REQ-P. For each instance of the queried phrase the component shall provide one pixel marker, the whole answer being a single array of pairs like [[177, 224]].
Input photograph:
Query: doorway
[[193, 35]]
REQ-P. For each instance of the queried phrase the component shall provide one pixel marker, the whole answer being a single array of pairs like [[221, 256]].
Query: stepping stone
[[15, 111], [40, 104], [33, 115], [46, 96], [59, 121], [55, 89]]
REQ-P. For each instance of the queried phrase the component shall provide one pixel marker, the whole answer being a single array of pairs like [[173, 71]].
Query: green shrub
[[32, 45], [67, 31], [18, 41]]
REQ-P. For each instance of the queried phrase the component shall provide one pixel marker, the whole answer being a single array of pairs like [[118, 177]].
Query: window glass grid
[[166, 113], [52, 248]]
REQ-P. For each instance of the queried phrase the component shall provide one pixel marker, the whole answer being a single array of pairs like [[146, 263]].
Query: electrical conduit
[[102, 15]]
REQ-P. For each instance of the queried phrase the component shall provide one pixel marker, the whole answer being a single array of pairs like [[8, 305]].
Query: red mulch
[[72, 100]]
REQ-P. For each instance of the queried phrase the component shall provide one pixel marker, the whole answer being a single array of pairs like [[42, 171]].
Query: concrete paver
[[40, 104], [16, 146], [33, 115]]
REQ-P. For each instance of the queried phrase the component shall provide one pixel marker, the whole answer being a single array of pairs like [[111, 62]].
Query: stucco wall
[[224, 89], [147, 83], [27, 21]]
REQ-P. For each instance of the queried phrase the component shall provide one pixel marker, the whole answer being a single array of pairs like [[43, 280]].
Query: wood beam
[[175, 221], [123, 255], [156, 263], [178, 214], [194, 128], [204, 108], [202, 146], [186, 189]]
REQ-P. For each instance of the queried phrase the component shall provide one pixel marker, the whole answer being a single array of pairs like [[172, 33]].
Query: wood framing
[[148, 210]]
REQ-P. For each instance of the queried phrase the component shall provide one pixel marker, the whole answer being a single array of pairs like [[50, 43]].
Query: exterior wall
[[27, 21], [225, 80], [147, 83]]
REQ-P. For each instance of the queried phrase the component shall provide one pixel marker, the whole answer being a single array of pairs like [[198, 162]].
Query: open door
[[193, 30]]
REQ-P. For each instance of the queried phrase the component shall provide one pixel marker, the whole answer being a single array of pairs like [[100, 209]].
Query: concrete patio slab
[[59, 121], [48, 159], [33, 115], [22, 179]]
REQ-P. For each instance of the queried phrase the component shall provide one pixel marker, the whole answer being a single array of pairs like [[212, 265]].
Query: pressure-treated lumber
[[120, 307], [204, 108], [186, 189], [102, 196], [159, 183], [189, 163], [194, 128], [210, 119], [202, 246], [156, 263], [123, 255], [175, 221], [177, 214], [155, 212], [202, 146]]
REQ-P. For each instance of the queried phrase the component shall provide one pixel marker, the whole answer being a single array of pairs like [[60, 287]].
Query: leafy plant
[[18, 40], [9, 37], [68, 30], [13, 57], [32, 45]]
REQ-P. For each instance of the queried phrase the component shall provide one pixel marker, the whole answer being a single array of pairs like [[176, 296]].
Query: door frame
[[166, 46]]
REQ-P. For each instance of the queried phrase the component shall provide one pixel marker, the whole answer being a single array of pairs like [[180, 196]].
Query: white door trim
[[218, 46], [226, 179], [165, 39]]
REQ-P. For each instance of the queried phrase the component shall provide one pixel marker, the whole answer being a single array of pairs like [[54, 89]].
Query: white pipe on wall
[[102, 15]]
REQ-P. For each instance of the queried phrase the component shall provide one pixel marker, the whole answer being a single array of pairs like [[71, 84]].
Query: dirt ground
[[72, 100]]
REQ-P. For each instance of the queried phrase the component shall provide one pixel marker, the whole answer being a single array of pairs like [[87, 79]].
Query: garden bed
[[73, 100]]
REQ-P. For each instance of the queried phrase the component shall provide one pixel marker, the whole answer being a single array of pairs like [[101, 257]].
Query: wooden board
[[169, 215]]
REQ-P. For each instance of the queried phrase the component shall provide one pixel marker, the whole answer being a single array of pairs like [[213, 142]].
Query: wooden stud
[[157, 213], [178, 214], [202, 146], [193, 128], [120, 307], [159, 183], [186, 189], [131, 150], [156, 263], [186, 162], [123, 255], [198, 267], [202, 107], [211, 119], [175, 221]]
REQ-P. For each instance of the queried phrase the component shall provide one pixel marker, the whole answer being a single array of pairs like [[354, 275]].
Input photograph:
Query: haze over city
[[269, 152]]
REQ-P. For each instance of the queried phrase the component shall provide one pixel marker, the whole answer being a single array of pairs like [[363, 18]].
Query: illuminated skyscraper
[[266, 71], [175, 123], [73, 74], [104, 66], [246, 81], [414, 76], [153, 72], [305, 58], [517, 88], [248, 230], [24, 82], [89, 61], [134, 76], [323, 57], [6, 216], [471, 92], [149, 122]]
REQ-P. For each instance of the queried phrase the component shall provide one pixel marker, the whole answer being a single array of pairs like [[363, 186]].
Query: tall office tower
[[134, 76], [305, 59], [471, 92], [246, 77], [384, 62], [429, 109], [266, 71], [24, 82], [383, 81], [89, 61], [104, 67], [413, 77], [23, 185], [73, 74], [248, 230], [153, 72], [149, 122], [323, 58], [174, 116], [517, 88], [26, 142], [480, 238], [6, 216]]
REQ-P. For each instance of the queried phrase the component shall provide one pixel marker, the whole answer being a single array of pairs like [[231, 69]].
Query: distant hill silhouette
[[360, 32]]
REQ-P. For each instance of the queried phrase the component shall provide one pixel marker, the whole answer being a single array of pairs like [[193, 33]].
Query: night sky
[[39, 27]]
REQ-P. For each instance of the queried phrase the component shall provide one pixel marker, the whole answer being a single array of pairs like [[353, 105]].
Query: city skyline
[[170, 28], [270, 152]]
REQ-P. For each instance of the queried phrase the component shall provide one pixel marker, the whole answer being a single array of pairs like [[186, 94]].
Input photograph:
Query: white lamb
▬▬▬▬▬▬
Do this | Reproduce verbatim the part of the material that opens with the line containing "like [[354, 275]]." and closes with the line containing "92], [149, 122]]", including both of those lines.

Exercise result |
REQ-P. For each instance of the queried phrase the component shall provide one pixel marker, the whole answer being a single array of pairs like [[354, 275]].
Input photograph:
Query: haze over city
[[269, 152]]
REQ-P. For each instance of the queried phrase the component shall provide one pixel marker, the whole answer being a single array of pairs like [[363, 18]].
Query: illuminated skyscraper
[[266, 71], [175, 123], [73, 74], [104, 66], [246, 81], [414, 76], [153, 72], [305, 58], [517, 88], [248, 230], [24, 82], [89, 61], [134, 76], [323, 57], [6, 216], [471, 92], [149, 122]]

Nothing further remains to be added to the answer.